- What the task requires -
Reproduce the PNG shipping passage from "Rates stay high" to "according to Maxwell.", both included, with no changes.

- Excerpted passage -
===
Although delays to the TotalEnergies-led Papua LNG project (a final investment decision – FID – for which is now expected at year-end) have had “a flow-on effect” on demand for international shipping, “the baseline cargo [demand] is still there,” Isabel Maguire, Country Manager PNG at Swire Shipping, tells Business Advantage PNG.

On the domestic shipping front, poor weather conditions in Lae impacted schedule reliability at times in 2024, according to Nick Fisher, CEO of Steamships Logistics.

Steamships’ bottom line was also hit by the cessation of imports of Jet-A1 fuel by Puma Energy, “as we’ve been the primary carrier for a lot of that,” he says.

However, Fisher says volumes were strong towards the end of 2024 and are expected to increase heading into 2025.

“It’s difficult to say what the total market growth is, but our year-on-year growth has been satisfactory.”

Rates stay high

Global freight rates have been high since the coronavirus pandemic, and the attacks on Red Sea shipping by the Iran-backed Houthis in Yemen have kept on the pressure, according to Maxwell.
===
- Provided records -
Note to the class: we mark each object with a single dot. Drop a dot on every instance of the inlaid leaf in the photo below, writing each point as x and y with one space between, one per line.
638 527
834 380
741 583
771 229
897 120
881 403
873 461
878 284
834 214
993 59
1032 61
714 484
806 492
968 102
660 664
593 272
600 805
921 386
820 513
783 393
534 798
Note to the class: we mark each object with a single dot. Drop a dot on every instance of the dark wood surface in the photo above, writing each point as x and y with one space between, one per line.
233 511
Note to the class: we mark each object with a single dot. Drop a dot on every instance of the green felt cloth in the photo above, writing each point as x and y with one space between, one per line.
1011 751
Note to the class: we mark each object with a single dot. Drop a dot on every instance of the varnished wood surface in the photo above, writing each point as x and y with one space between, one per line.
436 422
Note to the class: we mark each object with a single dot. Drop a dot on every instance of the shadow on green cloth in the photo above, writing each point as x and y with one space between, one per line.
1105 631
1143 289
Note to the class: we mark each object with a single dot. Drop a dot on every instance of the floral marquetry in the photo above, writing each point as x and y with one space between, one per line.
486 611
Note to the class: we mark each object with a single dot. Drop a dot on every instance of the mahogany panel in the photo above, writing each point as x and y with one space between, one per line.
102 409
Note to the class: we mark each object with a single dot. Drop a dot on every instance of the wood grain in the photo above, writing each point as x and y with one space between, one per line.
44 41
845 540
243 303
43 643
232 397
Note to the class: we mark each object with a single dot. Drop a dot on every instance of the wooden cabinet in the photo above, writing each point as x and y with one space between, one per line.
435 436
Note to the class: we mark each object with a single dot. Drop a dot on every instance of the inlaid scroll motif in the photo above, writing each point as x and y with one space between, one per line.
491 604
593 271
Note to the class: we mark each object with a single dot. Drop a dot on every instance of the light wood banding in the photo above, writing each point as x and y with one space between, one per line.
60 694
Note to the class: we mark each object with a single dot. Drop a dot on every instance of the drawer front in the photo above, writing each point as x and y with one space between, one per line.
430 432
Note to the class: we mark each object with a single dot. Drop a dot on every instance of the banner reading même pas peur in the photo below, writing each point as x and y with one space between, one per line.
===
- Task answer -
Rates stay high

Global freight rates have been high since the coronavirus pandemic, and the attacks on Red Sea shipping by the Iran-backed Houthis in Yemen have kept on the pressure, according to Maxwell.